- _TEXTO PROPORCIONADO_

************

Discurso de SS Benedicto XVI
En
el Congreso organizado por el Instituto Pontificio Juan Pablo II
para
estudios sobre el Matrimonio y la Familia
05/04/2008
Señores
cardenales;
venerados
hermanos en el episcopado y en el sacerdocio;
queridos
hermanos y hermanas:
Con
gran alegría me encuentro con vosotros, con ocasión del Congreso internacional
El aceite sobre las heridas. Una respuesta a las plagas del aborto y del
divorcio, organizado por el Instituto pontificio Juan Pablo II para estudios
sobre el matrimonio y la familia, en colaboración con los Caballeros de Colón.
Os felicito por el tema escogido como objeto de vuestras reflexiones durante
estos días, muy actual y complejo, en particular por la referencia a la parábola
del buen samaritano (cf. Lc 10, 25-37), que habéis elegido como clave
para analizar las plagas del aborto y del divorcio, que tanto sufrimiento causan
en la vida de las personas, de las familias y de la sociedad.

************

Extractos de un conjunto de datos para señalar objetos:
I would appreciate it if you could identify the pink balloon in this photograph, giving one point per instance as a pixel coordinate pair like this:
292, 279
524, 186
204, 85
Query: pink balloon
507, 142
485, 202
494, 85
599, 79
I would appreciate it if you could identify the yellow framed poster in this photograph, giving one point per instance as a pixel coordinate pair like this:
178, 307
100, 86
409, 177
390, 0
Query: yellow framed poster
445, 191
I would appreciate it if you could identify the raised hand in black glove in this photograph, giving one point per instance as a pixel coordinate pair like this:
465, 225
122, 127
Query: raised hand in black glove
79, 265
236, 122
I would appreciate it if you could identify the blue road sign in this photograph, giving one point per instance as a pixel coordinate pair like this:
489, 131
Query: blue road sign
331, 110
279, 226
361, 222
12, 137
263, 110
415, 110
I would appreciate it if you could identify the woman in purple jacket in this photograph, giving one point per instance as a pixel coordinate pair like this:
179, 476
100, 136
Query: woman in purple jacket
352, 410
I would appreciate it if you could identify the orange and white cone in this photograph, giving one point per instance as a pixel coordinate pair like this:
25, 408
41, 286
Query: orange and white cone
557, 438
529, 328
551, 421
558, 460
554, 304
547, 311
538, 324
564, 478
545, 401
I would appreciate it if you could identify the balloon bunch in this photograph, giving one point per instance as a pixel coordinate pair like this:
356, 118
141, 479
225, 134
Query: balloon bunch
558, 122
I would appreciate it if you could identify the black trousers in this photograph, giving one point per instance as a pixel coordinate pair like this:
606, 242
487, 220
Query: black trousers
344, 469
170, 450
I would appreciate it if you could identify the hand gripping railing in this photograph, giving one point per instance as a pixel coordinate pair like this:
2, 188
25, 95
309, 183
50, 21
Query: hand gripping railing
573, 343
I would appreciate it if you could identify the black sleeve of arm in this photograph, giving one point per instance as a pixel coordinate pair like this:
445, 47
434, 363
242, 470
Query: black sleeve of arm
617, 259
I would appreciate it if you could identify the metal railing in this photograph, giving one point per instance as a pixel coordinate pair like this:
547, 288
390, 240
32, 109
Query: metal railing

************

- _EJERCICIOS_
A: Reproduce el fragmento del discurso desde "Os felicito por" hasta "de la sociedad.".
B: Vuelve a escribir las filas desde la línea que contiene "I would appreciate it if you could identify the black sleeve" hasta el final, ambas incluidas, y sustituye "metal" por "steel" sin cambiar nada más.
Las filas no guardan relación con el discurso.

- _SOLUCIONES_
A:
Os felicito por el tema escogido como objeto de vuestras reflexiones durante
estos días, muy actual y complejo, en particular por la referencia a la parábola
del buen samaritano (cf. Lc 10, 25-37), que habéis elegido como clave
para analizar las plagas del aborto y del divorcio, que tanto sufrimiento causan
en la vida de las personas, de las familias y de la sociedad.

B:
I would appreciate it if you could identify the black sleeve of arm in this photograph, giving one point per instance as a pixel coordinate pair like this:
445, 47
434, 363
242, 470
Query: black sleeve of arm
617, 259
I would appreciate it if you could identify the steel railing in this photograph, giving one point per instance as a pixel coordinate pair like this:
547, 288
390, 240
32, 109
Query: steel railing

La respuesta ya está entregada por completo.